## [Estratto del testo]
--
Così come stanno le cose, gli iperoggetti mettono in crisi le capacità cognitive con cui abbiamo compreso e analizzato il mondo fino ad ora. Ma a quanto sembra, per spiegare e raccontare la crisi climatica, usiamo ancora la vecchia storia millenaristica dell’apocalisse. Perché?
Amiamo più la tragedia che la commedia
L’apocalisse narrata da Giovanni nell’ultimo libro del Nuovo Testamento racconta la storia della fine del mondo. Quando i sette angeli dell’apocalisse suoneranno le loro trombe, le acque diventeranno “amare”, le creature dell’oceano periranno, la luna e le stelle cadranno dal cielo – ardenti “come una fiaccola” – e infine il sole incenerirà l’intera umanità. Insomma, non proprio un bello spettacolo. Ma nel corso della storia, ne siamo sempre stati attratti.
--
## [Compito assegnato 1]
Dalle voci qui sotto, riporta in un elenco numerato tutte le righe a partire da quella che contiene "above contains runner" fino a quella che contiene "1097, 423, 1129, 447", entrambe incluse, tralasciando le righe vuote.

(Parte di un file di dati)
--
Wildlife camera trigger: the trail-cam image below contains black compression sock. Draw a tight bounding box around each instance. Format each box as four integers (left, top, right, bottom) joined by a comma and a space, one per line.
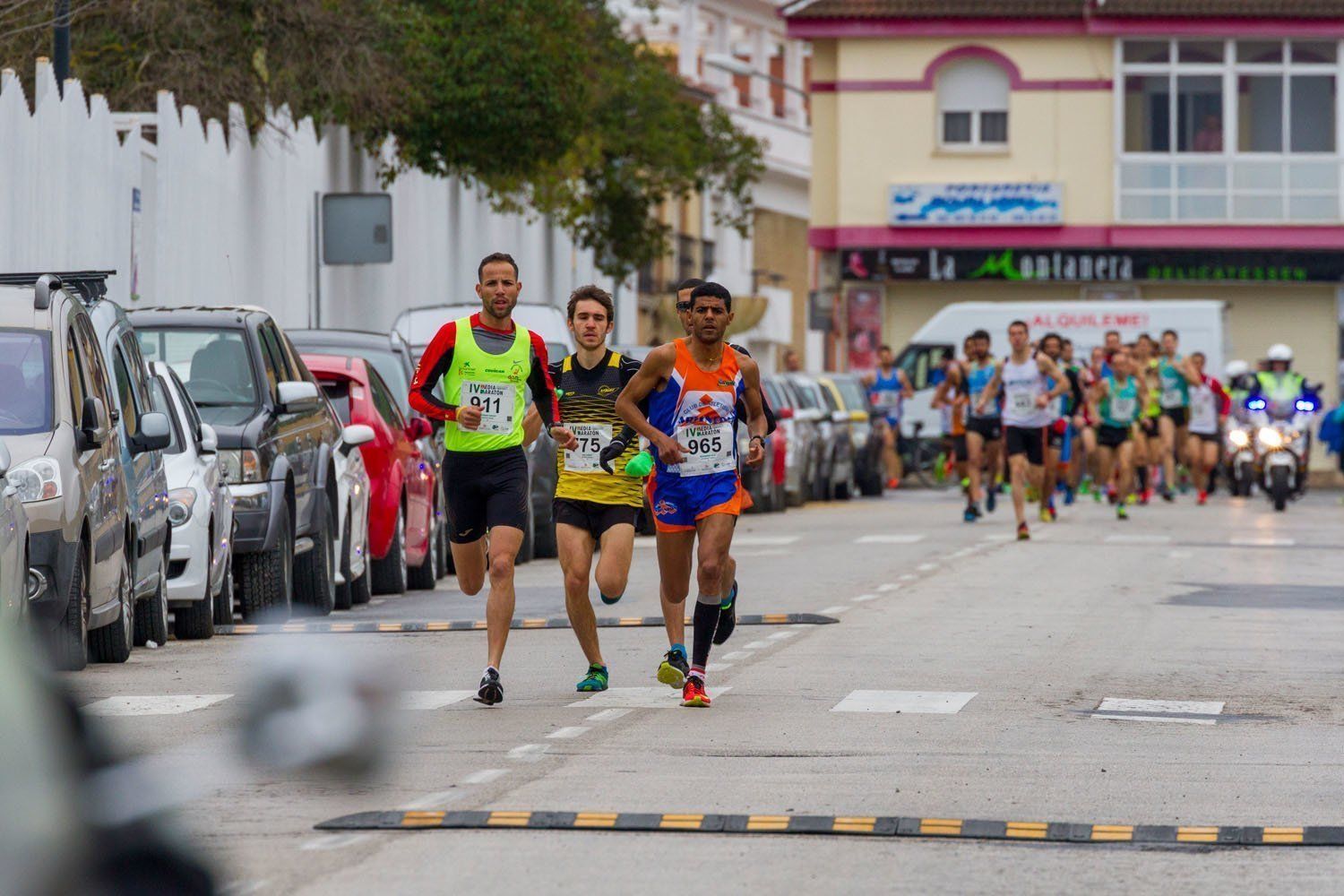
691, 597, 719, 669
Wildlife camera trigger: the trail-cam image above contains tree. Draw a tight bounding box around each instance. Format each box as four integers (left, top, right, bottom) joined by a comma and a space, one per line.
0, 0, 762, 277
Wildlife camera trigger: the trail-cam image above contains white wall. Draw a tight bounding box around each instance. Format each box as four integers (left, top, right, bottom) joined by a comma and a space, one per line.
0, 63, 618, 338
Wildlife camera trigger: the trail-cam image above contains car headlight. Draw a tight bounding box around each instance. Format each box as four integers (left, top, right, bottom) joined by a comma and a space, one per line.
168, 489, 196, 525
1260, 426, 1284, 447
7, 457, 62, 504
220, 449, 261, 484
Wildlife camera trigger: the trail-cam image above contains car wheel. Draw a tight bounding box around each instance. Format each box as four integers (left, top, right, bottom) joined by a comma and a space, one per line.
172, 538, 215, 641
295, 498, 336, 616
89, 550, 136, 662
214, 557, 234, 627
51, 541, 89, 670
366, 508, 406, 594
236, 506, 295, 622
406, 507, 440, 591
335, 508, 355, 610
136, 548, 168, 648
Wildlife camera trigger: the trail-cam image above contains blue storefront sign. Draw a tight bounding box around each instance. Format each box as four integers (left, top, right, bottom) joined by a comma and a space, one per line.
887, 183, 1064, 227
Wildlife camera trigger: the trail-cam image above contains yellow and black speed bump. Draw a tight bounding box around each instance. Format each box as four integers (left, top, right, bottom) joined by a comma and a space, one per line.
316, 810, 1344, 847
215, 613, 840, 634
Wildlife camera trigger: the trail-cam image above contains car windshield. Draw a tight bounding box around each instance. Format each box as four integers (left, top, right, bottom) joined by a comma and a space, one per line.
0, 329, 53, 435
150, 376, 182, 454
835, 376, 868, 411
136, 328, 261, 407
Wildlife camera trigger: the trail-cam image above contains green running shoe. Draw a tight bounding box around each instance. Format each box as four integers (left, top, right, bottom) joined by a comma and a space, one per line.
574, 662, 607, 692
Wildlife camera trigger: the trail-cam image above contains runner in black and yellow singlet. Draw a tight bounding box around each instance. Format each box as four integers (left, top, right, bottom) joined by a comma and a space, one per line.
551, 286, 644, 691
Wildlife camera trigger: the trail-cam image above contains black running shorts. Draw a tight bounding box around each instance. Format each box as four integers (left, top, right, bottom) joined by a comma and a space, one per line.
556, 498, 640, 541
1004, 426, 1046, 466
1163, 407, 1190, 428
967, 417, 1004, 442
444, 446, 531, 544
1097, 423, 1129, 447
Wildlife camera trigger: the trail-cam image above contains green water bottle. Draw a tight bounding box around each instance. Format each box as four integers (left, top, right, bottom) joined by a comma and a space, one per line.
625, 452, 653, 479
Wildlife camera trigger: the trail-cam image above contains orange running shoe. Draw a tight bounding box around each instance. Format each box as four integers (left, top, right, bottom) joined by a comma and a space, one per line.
--
## [Compito assegnato 2]
Ripeti per intero il testo sugli iperoggetti e l'apocalisse, identico all'originale.

## [Risposta corretta 1]
1. Wildlife camera trigger: the trail-cam image above contains runner in black and yellow singlet. Draw a tight bounding box around each instance. Format each box as four integers (left, top, right, bottom) joined by a comma and a space, one per line.
2. 551, 286, 644, 691
3. Wildlife camera trigger: the trail-cam image above contains black running shorts. Draw a tight bounding box around each instance. Format each box as four integers (left, top, right, bottom) joined by a comma and a space, one per line.
4. 556, 498, 640, 541
5. 1004, 426, 1046, 466
6. 1163, 407, 1190, 428
7. 967, 417, 1004, 442
8. 444, 446, 531, 544
9. 1097, 423, 1129, 447

## [Risposta corretta 2]
Così come stanno le cose, gli iperoggetti mettono in crisi le capacità cognitive con cui abbiamo compreso e analizzato il mondo fino ad ora. Ma a quanto sembra, per spiegare e raccontare la crisi climatica, usiamo ancora la vecchia storia millenaristica dell’apocalisse. Perché?
Amiamo più la tragedia che la commedia
L’apocalisse narrata da Giovanni nell’ultimo libro del Nuovo Testamento racconta la storia della fine del mondo. Quando i sette angeli dell’apocalisse suoneranno le loro trombe, le acque diventeranno “amare”, le creature dell’oceano periranno, la luna e le stelle cadranno dal cielo – ardenti “come una fiaccola” – e infine il sole incenerirà l’intera umanità. Insomma, non proprio un bello spettacolo. Ma nel corso della storia, ne siamo sempre stati attratti.